[tor-commits] [torspec/master] Appendix to rend-spec.txt about how to generate revision counters
nickm at torproject.org
nickm at torproject.org
Fri Feb 15 12:02:16 UTC 2019
Author: Nick Mathewson <nickm at torproject.org>
Date: Thu May 10 18:20:09 2018 -0400
Appendix to rend-spec.txt about how to generate revision counters
rend-spec-v3.txt | 78 ++++++++++++++++++++++++++++++++++++++++++++++++++++++++
1 file changed, 78 insertions(+)
diff --git a/rend-spec-v3.txt b/rend-spec-v3.txt
index 728f38f..8b3996b 100644
@@ -2396,3 +2396,81 @@ Appendix E. Managing authorized client data [CLIENT-AUTH-MGMT]
[XXX what happens when people use both the control port interface and the
+Appendix F. Two methods for managing revision counters.
+ Implementations MAY generate revision counters in any way they please,
+ so long as they are monotonically increasing over the lifetime of each
+ blinded public key. But to avoid fingerprinting, implementors SHOULD
+ choose a strategy also used by other Tor implementations. Here we
+ describe two, and additionally list some strategies that implementors
+ should NOT use.
+ F.1. Increment-on-generation
+ This is the simplest strategy, and the one used by Tor through at
+ least version 0.3.4.0-alpha.
+ Whenever using a new blinded key, the service records the
+ highest revision counter it has used with that key. When generating
+ a descriptor, the service uses the smallest non-negative number
+ higher than any number it has already used.
+ In other words, the revision counters under this system start fresh
+ with each blinded key as 0, 1, 2, 3, and so on.

### Stored rows
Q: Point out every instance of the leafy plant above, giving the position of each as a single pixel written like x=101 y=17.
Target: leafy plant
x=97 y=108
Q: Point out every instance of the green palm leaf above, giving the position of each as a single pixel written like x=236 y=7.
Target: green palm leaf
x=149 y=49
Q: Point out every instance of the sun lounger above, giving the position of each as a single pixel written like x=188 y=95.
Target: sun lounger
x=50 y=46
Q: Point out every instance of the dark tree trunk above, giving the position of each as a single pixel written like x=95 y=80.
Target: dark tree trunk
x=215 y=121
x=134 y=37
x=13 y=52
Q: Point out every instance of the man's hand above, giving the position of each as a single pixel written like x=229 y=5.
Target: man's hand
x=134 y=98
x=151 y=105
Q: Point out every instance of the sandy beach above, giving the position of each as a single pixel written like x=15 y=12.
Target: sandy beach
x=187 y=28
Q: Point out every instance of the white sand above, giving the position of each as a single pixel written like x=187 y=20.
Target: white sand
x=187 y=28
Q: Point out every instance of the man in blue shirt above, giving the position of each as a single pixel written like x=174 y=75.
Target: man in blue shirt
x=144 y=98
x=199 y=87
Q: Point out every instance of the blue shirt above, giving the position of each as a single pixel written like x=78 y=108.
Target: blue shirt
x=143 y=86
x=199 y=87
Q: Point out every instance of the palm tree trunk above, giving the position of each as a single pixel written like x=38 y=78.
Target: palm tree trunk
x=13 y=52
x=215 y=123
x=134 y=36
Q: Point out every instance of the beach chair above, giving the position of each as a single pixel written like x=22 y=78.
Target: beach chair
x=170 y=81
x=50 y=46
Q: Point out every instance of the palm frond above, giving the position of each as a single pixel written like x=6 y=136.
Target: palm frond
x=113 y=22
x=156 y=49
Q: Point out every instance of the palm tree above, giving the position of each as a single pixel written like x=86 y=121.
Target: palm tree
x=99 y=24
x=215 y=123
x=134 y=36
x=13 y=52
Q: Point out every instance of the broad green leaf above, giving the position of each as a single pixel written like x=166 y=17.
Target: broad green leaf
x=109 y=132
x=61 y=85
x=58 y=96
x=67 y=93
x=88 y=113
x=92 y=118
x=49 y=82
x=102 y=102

==

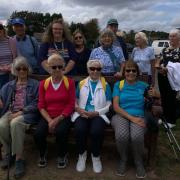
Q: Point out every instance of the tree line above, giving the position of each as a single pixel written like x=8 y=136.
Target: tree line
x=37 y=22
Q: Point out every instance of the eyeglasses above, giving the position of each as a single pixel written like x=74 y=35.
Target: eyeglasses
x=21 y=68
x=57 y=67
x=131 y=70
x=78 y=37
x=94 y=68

...

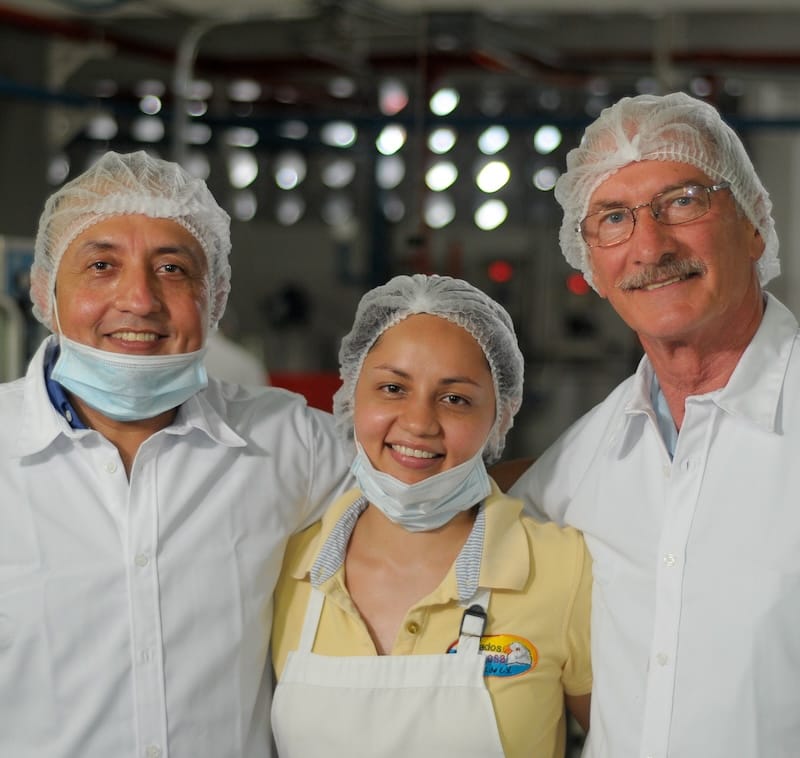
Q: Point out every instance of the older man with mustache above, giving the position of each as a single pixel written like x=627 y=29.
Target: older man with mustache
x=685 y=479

### The problem
Extend the Tor spec appendix on managing revision counters, picking up right after its last sentence.

### Response
+ F.2. Encrypted time in period
+ This scheme is what we recommend for situations when multiple
+ service instances need to coordinate their revision counters,
+ without an actual coordination mechanism.
+ Let T be the number of seconds that have elapsed since the descriptor
+ became valid, plus 1. (T must be at least 1.) Implementations can use the
+ number of seconds since the start time of the shared random protocol run
+ that corresponds to this descriptor.
+ Let S be a secret that all the service providers share. For
+ example, it could be the private signing key corresponding to the
+ current blinded key.
+ Let K be an AES-256 key, generated as
+ K = H("rev-counter-generation" | S)
+ Use K, and AES in counter mode with IV=0, to generate a stream of T
+ * 2 bytes. Consider these bytes as a sequence of T 16-bit
+ little-endian words. Add these words.
+ Let the sum of these words be the revision counter.
+ Cryptowiki attributes roughly this scheme to G. Bebek in:
+ G. Bebek. Anti-tamper database research: Inference control
+ techniques. Technical Report EECS 433 Final Report, Case
+ Western Reserve University, November 2002.
+ Although we believe it is suitable for use in this application, it
+ is not a perfect order-preserving encryption algorithm (and all
+ order-preserving encryption has weaknesses). Please think twice
+ before using it for anything else.
+ (This scheme can be optimized pretty easily by caching the encryption of
+ X*1, X*2, X*3, etc for some well chosen X.)
+ For a slow reference implementation, see src/test/ope_ref.py in the
+ Tor source repository. [XXXX for now, see the same file in Nick's
+ "ope_hax" branch -- it isn't merged yet.]
+ This scheme is not currently implemented in Tor.
+ F.X. Some revision-counter strategies to avoid
+ Though it might be tempting, implementations SHOULD NOT use the
+ current time or the current time within the period directly as their
+ revision counter -- doing so leaks their view of the current time,
+ which can be used to link the onion service to other services run on
+ the same host.
+ Similarly, implementations SHOULD NOT let the revision counter
+ increase forever without resetting it -- doing so links the service
+ across changes in the blinded public key.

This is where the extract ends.